Segment Start: Passage for review
"Therefore, since we are surrounded by such a great cloud of witnesses, let us throw off everything that hinders and the sin that so easily entangles, and let us run with perserverance the race marked out for us. Let us fix our eyes on Jesus, the author and perfector of our faith, who for the joy set before him endured the cross, scorning its shame, and sat down at the right hand of the throne of God. Consider him who endured such opposition from sinful men, so that you will not grow weary and lose heart." Hebrews 12.1-3

in the fall, we were two miserable students sitting in anthropology class attempting to occupy the lecture time with anything but what the professor wanted to say so, we began reading a blog. it's the story of libby ryder and her battle against cancer. since september, God has used libby's story to awaken in us a realization of the story he has written for our own lives. libby has shown us what it means to set our eyes on Jesus and run, with reckless abandonment, into the arms of the Father. libby's friend angie has decided to run a half marathon in celebration of the end of libby's chemo and, lord willing, her cancer. following libby's example, we are joining in the celebration. we. are. not. runners. we are scared. we are full of doubts. but, we are inspired. the past year has been full of triumphs and tribulations for us, too. this is a physical representation of us throwing off everything that has hindered and entangled- pain, heartache, doubt, shame- and running to Jesus and basking in his grace. this run is for libby. this run if for freedom. our only hope is that He will be glorified.

"Let us hear joy and gladness; let the bones you have broken rejoice!" Psalm 51.8

Sunday, February 6, 2011

we did it.

three miles. we did it. im going to be honest. after that, i cannot fathom thirteen miles, i just cant. but i am trying to not think about that right now.

today i discovered how mental this whole running thing is. while i was on mile three feeling like i was going to "die", i realized i really wasn't. it wasn't even that my legs were tired, it was my breathing and my mind that was telling me to stop.  so that needs to change big time (especially the mind part) or else this is going to be miserable. my mind needs to be retrained and OVERflowing with scripture.  so that is my goal for this week.

church this morning was so good. jd used king's david story to talk about the consequences of sin and even though our sins are forever washed away, there are still painful consequences. it hit hard and during the last worship songs i sat and cried. cried hard. but in thankfulness. thankfulness that my sin is not my last word and that i have a new identity in christ. thankfulness that even though i have been broken, i have been restored. restored with value that wouldn't have existed if i had never been broken in the first place. 

thankful and exhausted
-han

ps- so glad you ran with us today laney, love you so much and am so glad we are all in this together. OH and julia, you kicked butt today. so thankful for you and how you daily push me to jesus.
Segment End: Passage for review
Task requirements:
**a.** Decide whether each statement agrees with the running blog post. Answer yes or no for (i), (ii) and (iii), and quote the words that decide each one. (i) The writers started reading the blog about libby ryder while sitting in an anthropology class. (ii) On February 6 the writer ran five miles. (iii) The writer names tired legs as the main thing urging a stop.
**b.** Translate this sentence from the running blog post into Spanish: "today i discovered how mental this whole running thing is."
Segment Start: Entries provided
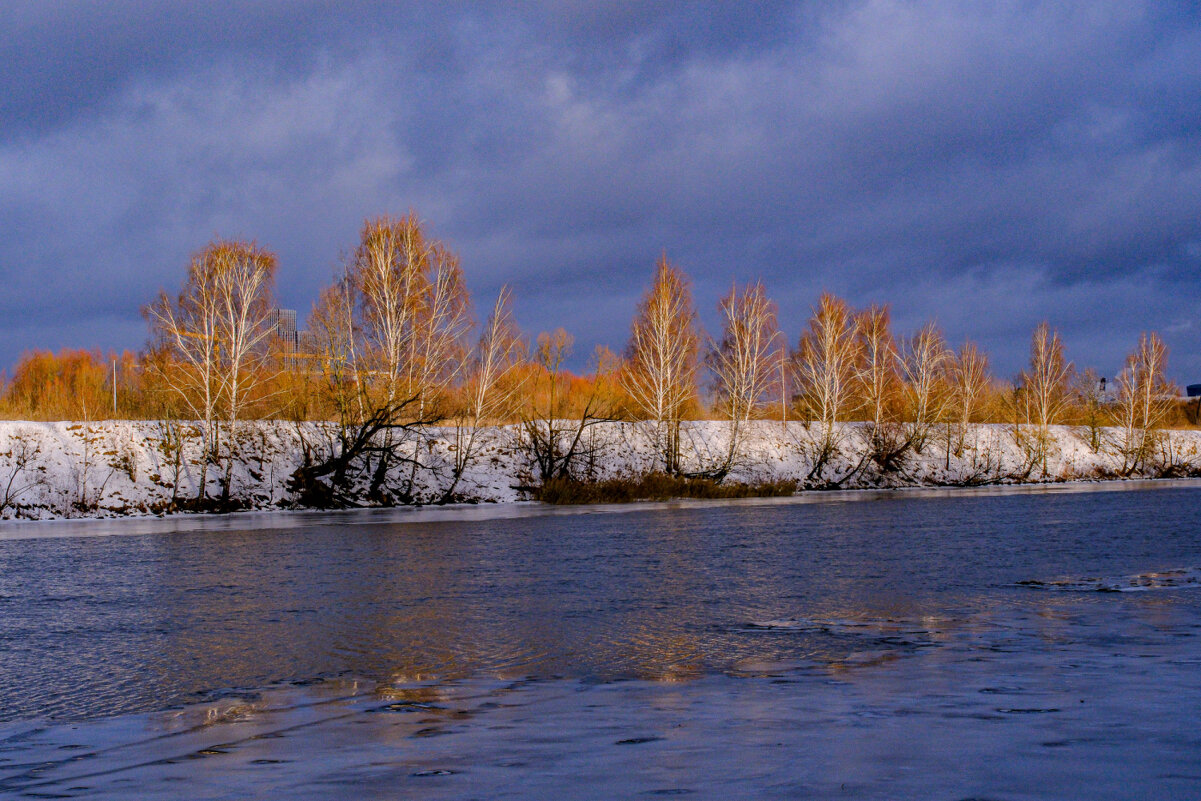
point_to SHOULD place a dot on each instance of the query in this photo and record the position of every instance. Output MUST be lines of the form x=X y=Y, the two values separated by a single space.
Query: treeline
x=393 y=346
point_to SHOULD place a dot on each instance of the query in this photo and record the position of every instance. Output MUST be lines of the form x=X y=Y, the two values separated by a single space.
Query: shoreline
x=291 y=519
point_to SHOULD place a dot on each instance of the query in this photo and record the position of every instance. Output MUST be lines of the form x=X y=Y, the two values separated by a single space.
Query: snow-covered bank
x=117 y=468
Segment End: Entries provided
Answers by task:
**a.**
(i) Yes: "in the fall, we were two miserable students sitting in anthropology class attempting to occupy the lecture time with anything but what the professor wanted to say so, we began reading a blog."
(ii) No: "three miles. we did it."
(iii) No: "it wasn't even that my legs were tired, it was my breathing and my mind that was telling me to stop."

**b.** Hoy descubrí lo mental que es todo esto de correr.